- OBJECTIVE: Rescale the rows from the start through the line containing "point(302, 420)", both ends included, and give only those lines. Reproduce every line, requests included, but multiply each point coordinate in the answers by 1.8 and round to whole numbers with halves going up. Leave the requests and their sample outputs unchanged.

- LISTED RECORDS:
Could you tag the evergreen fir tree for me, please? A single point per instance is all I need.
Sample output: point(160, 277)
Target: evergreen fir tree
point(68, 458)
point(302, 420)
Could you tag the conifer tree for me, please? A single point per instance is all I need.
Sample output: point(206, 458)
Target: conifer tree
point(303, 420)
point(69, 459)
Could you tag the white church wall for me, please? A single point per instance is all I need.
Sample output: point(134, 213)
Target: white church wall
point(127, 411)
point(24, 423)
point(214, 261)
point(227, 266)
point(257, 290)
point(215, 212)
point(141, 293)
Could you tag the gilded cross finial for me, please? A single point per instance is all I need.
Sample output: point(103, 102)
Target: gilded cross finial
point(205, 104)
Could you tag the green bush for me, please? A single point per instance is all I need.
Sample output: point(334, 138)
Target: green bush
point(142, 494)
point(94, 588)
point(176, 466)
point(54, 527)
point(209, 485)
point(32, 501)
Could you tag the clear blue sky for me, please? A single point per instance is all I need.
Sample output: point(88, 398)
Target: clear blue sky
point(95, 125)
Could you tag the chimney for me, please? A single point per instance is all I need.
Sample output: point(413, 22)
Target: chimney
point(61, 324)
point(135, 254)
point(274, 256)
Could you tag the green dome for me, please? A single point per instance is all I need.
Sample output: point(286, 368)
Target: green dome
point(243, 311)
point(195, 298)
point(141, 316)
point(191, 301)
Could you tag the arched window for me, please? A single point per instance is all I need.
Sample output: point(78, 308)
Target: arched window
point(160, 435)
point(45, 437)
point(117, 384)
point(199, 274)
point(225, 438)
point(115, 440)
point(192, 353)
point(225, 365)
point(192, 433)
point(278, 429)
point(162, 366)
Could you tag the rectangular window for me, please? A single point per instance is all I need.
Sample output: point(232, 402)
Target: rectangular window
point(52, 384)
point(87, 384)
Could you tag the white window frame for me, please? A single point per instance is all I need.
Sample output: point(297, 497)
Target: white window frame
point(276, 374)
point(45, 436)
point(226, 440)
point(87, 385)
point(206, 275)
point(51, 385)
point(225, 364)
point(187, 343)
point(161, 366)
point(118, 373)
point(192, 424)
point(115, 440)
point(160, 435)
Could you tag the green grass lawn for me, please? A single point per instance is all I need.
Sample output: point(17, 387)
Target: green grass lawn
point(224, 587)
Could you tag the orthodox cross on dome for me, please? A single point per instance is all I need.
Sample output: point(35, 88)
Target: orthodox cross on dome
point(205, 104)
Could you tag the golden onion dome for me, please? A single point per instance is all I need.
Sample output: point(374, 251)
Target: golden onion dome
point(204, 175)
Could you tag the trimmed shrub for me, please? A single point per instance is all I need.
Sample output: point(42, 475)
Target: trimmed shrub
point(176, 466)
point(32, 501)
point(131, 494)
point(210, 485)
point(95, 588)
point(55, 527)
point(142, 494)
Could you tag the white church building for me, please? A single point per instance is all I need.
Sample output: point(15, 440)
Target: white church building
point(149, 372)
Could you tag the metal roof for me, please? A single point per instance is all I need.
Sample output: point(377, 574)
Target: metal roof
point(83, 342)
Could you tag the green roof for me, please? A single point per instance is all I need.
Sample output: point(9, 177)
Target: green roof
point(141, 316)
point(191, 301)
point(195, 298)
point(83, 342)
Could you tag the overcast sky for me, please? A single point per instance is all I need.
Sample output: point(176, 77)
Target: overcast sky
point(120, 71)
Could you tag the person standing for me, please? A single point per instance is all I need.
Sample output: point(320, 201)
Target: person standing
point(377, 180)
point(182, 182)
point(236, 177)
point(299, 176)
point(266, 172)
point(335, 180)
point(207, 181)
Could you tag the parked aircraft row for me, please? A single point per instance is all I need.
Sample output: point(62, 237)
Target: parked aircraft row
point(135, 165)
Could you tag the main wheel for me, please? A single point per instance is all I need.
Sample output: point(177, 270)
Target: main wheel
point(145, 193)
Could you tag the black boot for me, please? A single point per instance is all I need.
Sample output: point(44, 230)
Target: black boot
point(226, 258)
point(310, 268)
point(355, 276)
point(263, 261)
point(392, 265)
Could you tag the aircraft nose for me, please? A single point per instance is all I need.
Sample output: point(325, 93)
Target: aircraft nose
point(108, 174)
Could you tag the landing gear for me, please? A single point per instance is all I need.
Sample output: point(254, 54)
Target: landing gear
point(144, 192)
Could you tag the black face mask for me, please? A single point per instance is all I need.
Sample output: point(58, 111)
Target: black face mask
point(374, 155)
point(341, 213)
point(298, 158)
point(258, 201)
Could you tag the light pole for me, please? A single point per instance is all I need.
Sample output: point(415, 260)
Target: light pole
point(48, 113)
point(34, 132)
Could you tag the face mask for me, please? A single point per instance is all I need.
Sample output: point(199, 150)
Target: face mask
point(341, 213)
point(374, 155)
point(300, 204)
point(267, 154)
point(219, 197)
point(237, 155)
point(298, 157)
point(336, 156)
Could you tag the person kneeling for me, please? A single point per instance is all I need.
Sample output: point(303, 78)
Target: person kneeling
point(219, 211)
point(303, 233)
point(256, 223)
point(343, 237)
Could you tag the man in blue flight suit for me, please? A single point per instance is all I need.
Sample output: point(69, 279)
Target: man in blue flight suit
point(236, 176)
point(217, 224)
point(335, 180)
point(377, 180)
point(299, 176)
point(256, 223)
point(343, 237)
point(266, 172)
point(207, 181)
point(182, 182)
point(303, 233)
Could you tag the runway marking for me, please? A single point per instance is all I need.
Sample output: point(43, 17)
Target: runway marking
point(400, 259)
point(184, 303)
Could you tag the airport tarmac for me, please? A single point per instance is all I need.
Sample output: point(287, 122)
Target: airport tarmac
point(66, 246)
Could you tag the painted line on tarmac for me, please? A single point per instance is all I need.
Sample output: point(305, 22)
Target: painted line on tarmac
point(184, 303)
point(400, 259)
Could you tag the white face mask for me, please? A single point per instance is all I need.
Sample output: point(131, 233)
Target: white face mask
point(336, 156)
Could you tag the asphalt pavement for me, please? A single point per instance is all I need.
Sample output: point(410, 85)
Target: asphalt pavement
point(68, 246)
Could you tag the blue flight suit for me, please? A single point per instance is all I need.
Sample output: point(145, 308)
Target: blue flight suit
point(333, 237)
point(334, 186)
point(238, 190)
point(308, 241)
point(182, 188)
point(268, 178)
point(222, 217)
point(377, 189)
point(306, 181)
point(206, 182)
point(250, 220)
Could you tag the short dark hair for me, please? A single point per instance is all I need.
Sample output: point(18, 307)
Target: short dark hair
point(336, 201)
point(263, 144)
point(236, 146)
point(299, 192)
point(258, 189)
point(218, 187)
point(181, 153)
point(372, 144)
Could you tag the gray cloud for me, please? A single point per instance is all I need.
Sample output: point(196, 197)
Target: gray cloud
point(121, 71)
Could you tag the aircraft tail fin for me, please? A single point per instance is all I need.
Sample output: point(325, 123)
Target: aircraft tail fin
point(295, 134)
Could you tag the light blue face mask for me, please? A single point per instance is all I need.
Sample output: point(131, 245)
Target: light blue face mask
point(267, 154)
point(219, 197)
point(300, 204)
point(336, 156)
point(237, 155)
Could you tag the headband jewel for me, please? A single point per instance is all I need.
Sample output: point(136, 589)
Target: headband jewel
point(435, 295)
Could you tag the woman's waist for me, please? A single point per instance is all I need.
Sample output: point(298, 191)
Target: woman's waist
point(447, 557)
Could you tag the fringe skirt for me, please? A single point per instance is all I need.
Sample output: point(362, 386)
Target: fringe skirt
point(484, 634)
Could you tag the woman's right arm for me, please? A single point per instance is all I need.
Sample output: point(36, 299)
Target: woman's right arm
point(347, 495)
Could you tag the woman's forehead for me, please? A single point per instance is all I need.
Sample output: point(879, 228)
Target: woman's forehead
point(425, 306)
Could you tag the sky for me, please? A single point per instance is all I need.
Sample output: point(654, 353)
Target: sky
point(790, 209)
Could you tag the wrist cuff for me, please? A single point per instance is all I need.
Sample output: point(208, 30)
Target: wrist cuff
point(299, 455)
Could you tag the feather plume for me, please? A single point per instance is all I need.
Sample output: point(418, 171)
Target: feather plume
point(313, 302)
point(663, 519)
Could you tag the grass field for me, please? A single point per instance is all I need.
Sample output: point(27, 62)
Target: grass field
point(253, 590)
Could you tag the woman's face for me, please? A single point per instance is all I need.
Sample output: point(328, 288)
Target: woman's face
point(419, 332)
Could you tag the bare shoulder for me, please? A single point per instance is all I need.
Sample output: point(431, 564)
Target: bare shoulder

- RESPONSE:
Could you tag the evergreen fir tree for me, please? A single point per instance is all I need.
Sample output: point(160, 277)
Target: evergreen fir tree
point(122, 824)
point(544, 756)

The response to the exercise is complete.